• Arbeitsauftrag: Gib aus dem Text zu § 13 Absatz 3a SGB V alles von „Die Klage ist“ bis hinunter zu „3a als genehmigt.“ wortgetreu aus.

Die Klage ist auch begründet. Der Antrag des Klägers auf Gewährung einer bariatrischen Operation als Sachleistung vom 14.08.2015 gilt gem. § 13 Abs. 3a als genehmigt.

Nach § 13 Absatz 3a SGB V hat die Krankenkasse über einen Antrag auf Leistungen zügig, spätestens bis zum Ablauf von drei Wochen nach Antragseingang oder in Fällen, in denen eine gutachtliche Stellungnahme, insbesondere des Medizinischen Dienstes der Krankenversicherung (Medizinischer Dienst), eingeholt wird, innerhalb von fünf Wochen nach Antragseingang zu entscheiden (Satz 1). Wenn die Krankenkasse eine gutachtliche Stellungnahme für erforderlich hält, hat sie diese unverzüglich einzuholen und die Leistungsberechtigten hierüber zu unterrichten (Satz 2). Der Medizinische Dienst nimmt innerhalb von drei Wochen gutachtlich Stellung (Satz 3). Kann die Krankenkasse Fristen nach Satz 1 oder Satz 4 nicht einhalten, teilt sie dies den Leistungsberechtigten unter Darlegung der Gründe rechtzeitig schriftlich mit (Satz 5). Erfolgt keine Mitteilung eines hinreichenden Grundes, gilt die Leistung nach Ablauf der Frist als genehmigt (Satz 6). Beschaffen sich Leistungsberechtigte nach Ablauf der Frist eine erforderliche Leistung selbst, ist die Krankenkasse zur Erstattung der hierdurch entstandenen Kosten verpflichtet (Satz 7).

• Die Daten:

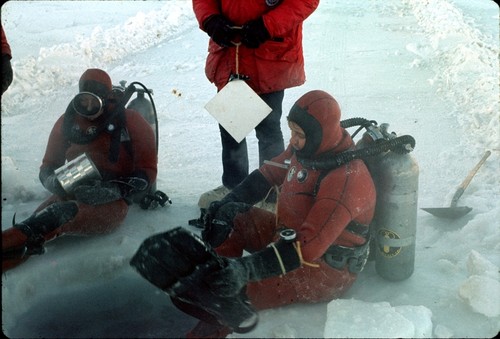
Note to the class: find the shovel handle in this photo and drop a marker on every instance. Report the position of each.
(467, 180)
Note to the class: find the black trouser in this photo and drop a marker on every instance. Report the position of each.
(268, 132)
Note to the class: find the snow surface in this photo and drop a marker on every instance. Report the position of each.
(429, 68)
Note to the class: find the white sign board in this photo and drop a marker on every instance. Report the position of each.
(238, 109)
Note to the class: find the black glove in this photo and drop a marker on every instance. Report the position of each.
(269, 262)
(7, 74)
(219, 28)
(97, 192)
(40, 224)
(254, 33)
(50, 182)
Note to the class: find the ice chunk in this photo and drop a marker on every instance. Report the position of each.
(355, 318)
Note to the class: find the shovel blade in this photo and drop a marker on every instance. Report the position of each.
(448, 212)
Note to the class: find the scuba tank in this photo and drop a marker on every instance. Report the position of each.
(395, 175)
(151, 198)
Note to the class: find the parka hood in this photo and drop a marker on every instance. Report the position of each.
(318, 114)
(96, 81)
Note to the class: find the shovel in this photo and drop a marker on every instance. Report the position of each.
(454, 211)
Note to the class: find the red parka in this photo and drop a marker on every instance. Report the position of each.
(5, 45)
(278, 63)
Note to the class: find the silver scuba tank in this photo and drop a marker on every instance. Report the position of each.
(76, 171)
(394, 225)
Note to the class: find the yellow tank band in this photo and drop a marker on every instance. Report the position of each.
(299, 253)
(282, 266)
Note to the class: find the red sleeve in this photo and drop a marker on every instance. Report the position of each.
(143, 145)
(5, 45)
(274, 173)
(55, 152)
(288, 15)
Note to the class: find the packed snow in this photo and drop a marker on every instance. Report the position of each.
(428, 68)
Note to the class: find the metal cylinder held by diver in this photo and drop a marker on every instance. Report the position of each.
(394, 224)
(75, 171)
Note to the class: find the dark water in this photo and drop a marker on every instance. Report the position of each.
(125, 307)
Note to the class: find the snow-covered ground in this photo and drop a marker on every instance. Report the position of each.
(428, 68)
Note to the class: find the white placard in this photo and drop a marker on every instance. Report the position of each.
(238, 109)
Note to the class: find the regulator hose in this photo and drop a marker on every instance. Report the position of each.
(362, 122)
(154, 109)
(401, 145)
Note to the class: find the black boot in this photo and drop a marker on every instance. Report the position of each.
(43, 222)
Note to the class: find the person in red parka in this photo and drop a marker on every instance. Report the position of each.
(260, 42)
(7, 73)
(311, 250)
(120, 144)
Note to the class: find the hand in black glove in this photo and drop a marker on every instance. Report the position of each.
(7, 74)
(254, 33)
(219, 28)
(236, 273)
(215, 231)
(97, 192)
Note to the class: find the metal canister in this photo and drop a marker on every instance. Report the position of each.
(75, 171)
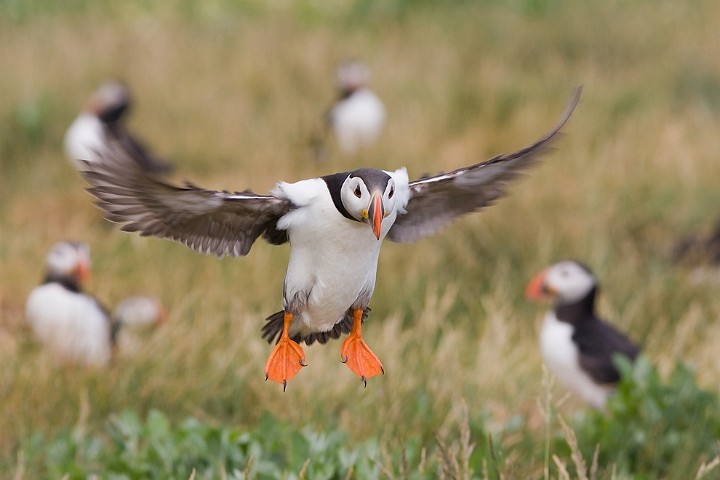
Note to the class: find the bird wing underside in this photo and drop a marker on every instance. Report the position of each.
(436, 201)
(212, 222)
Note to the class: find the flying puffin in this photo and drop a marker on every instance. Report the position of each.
(72, 325)
(578, 347)
(103, 120)
(335, 225)
(358, 115)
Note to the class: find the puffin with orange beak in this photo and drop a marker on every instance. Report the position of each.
(578, 347)
(334, 255)
(73, 326)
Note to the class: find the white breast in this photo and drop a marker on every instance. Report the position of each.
(84, 139)
(561, 357)
(332, 259)
(71, 326)
(357, 120)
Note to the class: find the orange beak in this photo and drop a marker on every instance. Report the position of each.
(536, 289)
(376, 213)
(83, 271)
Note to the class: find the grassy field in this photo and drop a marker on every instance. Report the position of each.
(231, 92)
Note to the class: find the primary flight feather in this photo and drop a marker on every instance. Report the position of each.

• Antwort:
Die Klage ist auch begründet. Der Antrag des Klägers auf Gewährung einer bariatrischen Operation als Sachleistung vom 14.08.2015 gilt gem. § 13 Abs. 3a als genehmigt.